TAREA POR COMPLETAR
Según el fragmento sobre el poema «El frío», ¿qué es el soporte de ese poema?

FRAGMENTO DE PÁGINA
━━━━
La escritura del poema El frío sale del frío igual que de un
bloque de piedra la presencia de una forma cuando es esculpida, una forma cuyo
soporte siempre será la piedra. En el hecho de este poema el frío es su soporte
en un tiempo y en un espacio concreto, abstracto, tangible e intangible como la
vida. Así pide ser leído, pues como dice en uno de sus versos: “el frío es tu nombre en la transición, en
el secreto, en lo repentino, en el ruido”.
Consumirse en su escritura
parece ser el origen de las palabras que Jaime Sáenz lleva al poema, consumarse
hasta “caer al abismo”, al silencio
de donde nuevamente surgen a través de la mirada del lector. Palabras en resurrección
evocando un “vacío en la naturaleza”,
o “el cálido adiós que el mundo murmura
con los insectos y las aguas”. El
frío es un poema en el cual el poeta nos comunica la raíz donde sucede su
otredad, la esencia de su ser en la realidad de un mundo en ascuas.
━━━━
REGISTROS EXTRAÍDOS
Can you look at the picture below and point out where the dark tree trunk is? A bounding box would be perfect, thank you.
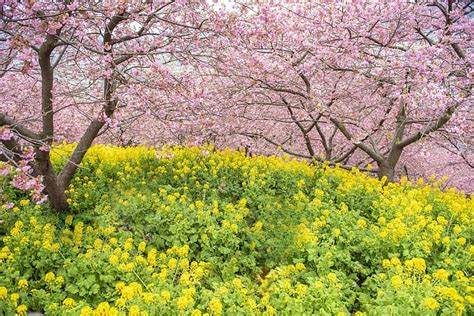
[35,150,69,212]
[377,160,396,182]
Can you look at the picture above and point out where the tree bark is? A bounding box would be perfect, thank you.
[377,160,395,183]
[35,150,69,212]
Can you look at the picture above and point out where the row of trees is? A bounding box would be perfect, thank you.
[0,0,474,210]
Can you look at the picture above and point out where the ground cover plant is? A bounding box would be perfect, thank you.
[0,145,474,315]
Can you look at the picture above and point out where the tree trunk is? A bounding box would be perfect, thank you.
[35,150,69,212]
[377,160,396,183]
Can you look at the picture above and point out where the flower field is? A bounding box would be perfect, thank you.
[0,145,474,316]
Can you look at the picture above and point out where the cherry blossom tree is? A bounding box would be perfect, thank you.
[0,0,209,211]
[198,1,474,186]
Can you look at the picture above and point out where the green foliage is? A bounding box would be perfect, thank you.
[0,145,474,315]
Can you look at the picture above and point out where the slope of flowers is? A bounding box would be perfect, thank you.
[0,145,474,315]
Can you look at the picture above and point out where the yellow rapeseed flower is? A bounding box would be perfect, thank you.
[423,297,440,310]
[0,286,8,300]
[16,304,28,315]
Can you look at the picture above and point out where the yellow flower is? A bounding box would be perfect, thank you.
[295,262,305,271]
[63,297,76,307]
[441,237,449,245]
[357,219,367,228]
[138,241,146,252]
[391,275,403,288]
[168,258,178,269]
[208,297,222,315]
[433,269,449,281]
[191,309,202,316]
[176,296,194,311]
[232,278,242,289]
[423,297,439,310]
[44,272,56,283]
[453,225,462,234]
[0,286,8,300]
[16,304,28,315]
[18,279,28,289]
[128,305,140,316]
[328,272,337,283]
[10,293,20,302]
[390,258,401,266]
[161,291,171,301]
[64,215,74,225]
[80,306,94,316]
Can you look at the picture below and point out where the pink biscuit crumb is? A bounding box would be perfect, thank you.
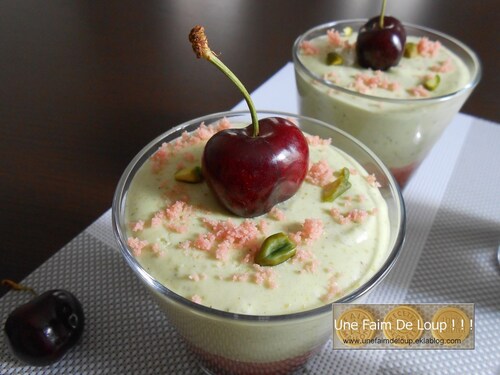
[191,294,201,303]
[417,36,441,57]
[288,219,324,245]
[127,237,149,256]
[365,173,382,187]
[300,40,319,56]
[408,85,429,98]
[321,276,340,303]
[151,243,163,256]
[326,29,344,47]
[306,160,333,186]
[231,273,250,282]
[254,264,278,289]
[131,220,144,232]
[306,135,332,146]
[430,59,455,73]
[268,206,286,221]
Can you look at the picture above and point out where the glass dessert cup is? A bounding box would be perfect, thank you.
[112,111,405,374]
[293,19,481,188]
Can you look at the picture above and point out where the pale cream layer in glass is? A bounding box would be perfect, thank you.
[126,122,390,315]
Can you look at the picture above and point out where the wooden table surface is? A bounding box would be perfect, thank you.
[0,0,500,295]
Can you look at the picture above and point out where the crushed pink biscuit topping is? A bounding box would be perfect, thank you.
[231,272,250,282]
[321,276,340,303]
[330,207,370,225]
[151,243,163,256]
[407,85,429,98]
[254,264,278,289]
[323,72,339,83]
[165,201,193,233]
[365,173,382,188]
[184,218,260,260]
[351,70,400,94]
[150,118,231,173]
[305,134,332,146]
[306,160,333,186]
[326,29,344,47]
[430,59,455,73]
[288,219,324,245]
[184,152,196,163]
[191,294,201,304]
[188,273,207,282]
[127,237,149,257]
[130,220,144,232]
[268,206,286,221]
[417,36,441,57]
[299,40,319,56]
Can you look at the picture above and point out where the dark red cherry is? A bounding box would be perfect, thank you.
[4,290,85,366]
[356,16,406,70]
[202,117,309,217]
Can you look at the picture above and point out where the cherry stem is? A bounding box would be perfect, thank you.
[380,0,386,29]
[2,279,38,296]
[189,26,259,137]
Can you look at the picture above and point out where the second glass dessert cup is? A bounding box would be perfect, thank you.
[112,112,405,375]
[293,19,481,187]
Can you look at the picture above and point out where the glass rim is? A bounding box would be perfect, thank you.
[112,110,406,323]
[292,18,482,104]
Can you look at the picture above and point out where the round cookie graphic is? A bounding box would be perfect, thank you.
[384,306,424,346]
[335,307,377,347]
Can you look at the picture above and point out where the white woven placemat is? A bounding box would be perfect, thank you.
[0,64,500,374]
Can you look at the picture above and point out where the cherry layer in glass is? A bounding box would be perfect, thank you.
[293,20,481,187]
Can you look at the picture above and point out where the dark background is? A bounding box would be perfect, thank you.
[0,0,500,295]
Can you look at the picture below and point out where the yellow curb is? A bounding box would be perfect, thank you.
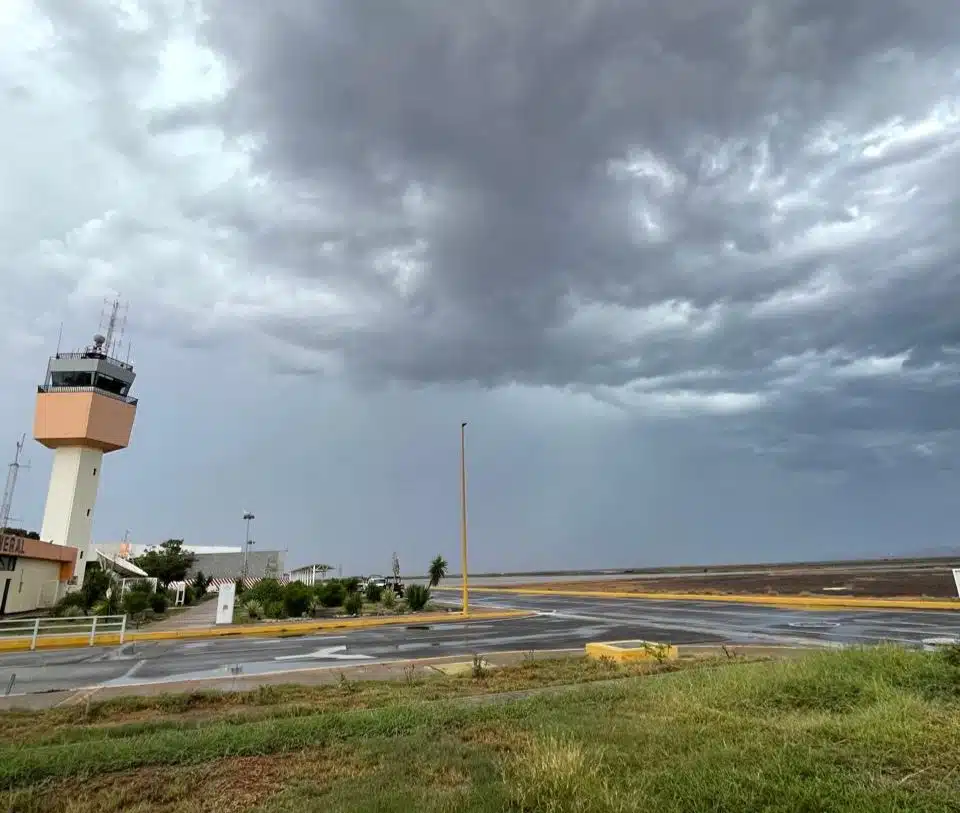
[446,587,960,610]
[584,641,680,663]
[0,610,532,652]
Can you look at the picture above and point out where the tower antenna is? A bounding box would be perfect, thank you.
[103,299,120,356]
[0,435,30,531]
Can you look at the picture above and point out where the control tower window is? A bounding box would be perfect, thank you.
[50,370,93,387]
[94,374,130,395]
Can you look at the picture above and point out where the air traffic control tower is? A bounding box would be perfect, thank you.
[33,302,137,584]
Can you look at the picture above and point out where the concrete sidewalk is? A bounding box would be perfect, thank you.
[0,602,534,652]
[144,598,217,632]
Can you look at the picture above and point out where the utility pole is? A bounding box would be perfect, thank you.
[243,511,256,586]
[460,421,470,616]
[0,434,30,531]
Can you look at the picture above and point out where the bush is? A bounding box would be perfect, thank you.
[78,562,113,610]
[50,591,90,618]
[121,584,150,617]
[343,593,363,615]
[404,584,430,612]
[150,593,169,615]
[247,579,283,606]
[283,582,313,618]
[243,599,264,621]
[263,599,287,618]
[315,579,347,607]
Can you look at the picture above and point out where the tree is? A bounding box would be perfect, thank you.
[405,584,430,613]
[133,539,196,587]
[428,556,447,587]
[77,562,114,610]
[283,582,313,618]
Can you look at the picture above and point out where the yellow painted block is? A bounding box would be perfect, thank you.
[586,641,680,663]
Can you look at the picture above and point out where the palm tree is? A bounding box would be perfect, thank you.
[428,556,447,587]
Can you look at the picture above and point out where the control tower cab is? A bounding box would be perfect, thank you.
[33,314,137,583]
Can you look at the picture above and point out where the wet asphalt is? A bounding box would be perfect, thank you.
[0,593,960,694]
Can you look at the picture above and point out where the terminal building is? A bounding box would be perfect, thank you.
[0,533,79,616]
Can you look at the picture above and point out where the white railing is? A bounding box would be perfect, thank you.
[0,615,127,650]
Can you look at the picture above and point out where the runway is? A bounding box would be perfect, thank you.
[0,593,960,694]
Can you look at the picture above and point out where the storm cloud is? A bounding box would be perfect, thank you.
[0,0,960,572]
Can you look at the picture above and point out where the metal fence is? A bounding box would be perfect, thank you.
[0,615,127,650]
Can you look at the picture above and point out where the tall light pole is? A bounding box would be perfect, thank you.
[243,511,256,579]
[460,421,470,615]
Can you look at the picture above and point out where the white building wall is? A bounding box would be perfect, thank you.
[0,556,60,614]
[40,447,103,582]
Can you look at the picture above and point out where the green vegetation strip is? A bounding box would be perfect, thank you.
[0,647,960,813]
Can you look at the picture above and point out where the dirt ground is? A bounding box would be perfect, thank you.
[517,563,960,598]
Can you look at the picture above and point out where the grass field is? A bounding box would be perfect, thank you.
[0,648,960,813]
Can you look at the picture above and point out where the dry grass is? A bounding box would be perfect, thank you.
[3,656,690,744]
[0,748,372,813]
[0,648,960,813]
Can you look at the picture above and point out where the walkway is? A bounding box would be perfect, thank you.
[143,598,217,632]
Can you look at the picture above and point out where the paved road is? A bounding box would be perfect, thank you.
[440,560,950,588]
[0,593,960,694]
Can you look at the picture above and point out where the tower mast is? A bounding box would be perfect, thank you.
[0,434,29,532]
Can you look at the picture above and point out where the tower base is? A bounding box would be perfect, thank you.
[40,446,103,583]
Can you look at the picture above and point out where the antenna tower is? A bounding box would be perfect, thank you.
[100,299,130,357]
[0,435,30,531]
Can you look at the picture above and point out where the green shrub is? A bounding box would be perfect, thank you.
[316,579,347,607]
[263,600,287,618]
[79,562,113,610]
[283,582,313,618]
[50,591,90,618]
[247,579,283,605]
[343,593,363,615]
[121,584,150,617]
[150,593,169,615]
[243,599,264,621]
[404,584,430,612]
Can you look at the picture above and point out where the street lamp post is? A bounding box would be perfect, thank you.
[243,511,256,579]
[460,421,470,616]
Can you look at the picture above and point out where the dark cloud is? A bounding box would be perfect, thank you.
[31,0,960,472]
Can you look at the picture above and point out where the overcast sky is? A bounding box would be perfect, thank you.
[0,0,960,572]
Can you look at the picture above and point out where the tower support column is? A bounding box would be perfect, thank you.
[40,446,103,583]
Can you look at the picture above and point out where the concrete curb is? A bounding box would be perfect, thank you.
[437,587,960,611]
[584,641,680,663]
[0,610,534,652]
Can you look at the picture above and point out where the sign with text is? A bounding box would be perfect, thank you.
━━━━
RESPUESTA DEL EJERCICIO
El soporte del poema es el frío, en un tiempo y un espacio concretos.